- To do
Word for word, reproduce all of the entries shown below.

+++ Information

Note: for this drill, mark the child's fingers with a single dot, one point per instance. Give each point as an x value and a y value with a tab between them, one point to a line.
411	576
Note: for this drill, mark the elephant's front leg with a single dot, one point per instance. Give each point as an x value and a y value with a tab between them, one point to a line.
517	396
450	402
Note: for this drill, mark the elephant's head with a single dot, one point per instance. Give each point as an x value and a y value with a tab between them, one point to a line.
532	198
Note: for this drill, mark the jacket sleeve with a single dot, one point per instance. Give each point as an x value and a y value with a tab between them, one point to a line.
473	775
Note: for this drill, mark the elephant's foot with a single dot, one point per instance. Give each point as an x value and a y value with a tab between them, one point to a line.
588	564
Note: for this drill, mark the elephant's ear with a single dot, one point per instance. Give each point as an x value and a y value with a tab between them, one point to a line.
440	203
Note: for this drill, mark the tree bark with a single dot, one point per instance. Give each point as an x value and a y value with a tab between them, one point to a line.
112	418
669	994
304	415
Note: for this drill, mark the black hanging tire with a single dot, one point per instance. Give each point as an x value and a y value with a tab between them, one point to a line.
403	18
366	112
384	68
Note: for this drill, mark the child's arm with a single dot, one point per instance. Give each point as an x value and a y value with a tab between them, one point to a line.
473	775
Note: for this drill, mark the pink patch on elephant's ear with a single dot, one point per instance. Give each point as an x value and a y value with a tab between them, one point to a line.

++++++

- Your solution
Note: for this drill, mark the child's fingers with a single dot, one point per instance. Give each point as an x value and a y value with a tab between them, one point to a line.
411	576
Note: for this drill, mark the elephant's front leg with a single dot, one point per instance. Give each point as an x value and a y value with a tab between them, one point to a line.
517	396
450	402
Note: for this drill, mark the elephant's head with a single dot, one point per instance. Give each point as an x value and a y value with a tab between them, one point to a line.
532	198
Note: for this drill, mark the jacket sleeve with a single dot, one point per instance. Give each point as an x value and a y value with a tab between them, one point to a line.
473	775
Note: for this drill, mark the elephant's foot with a single dot, one point per instance. Give each point as an x value and a y value with a tab between them, one point to a line.
588	564
Note: for this drill, mark the elephant's ear with a single dot, one point per instance. Give each point as an x value and a y value with a tab between them, one point to a line.
440	203
Note: for this drill, mark the tree bark with a single dot, one point per instance. Give each point as an x value and a y value with a tab between them, one point to a line.
112	418
669	994
304	415
Note: for this drill, mark the black hanging tire with a single dot, one point per instance. Give each point as an x value and a y value with a tab between them, one point to a line.
403	18
366	112
384	68
Note: for this drill, mark the child's arm with a single dot, one point per instance. Give each point as an x value and a y value with a tab between them, one point to a line.
473	775
Note: for this drill, mark the pink patch on elephant's ear with a single dot, one point per instance. Give each point as an x value and a y value with a tab between them, one point to a line.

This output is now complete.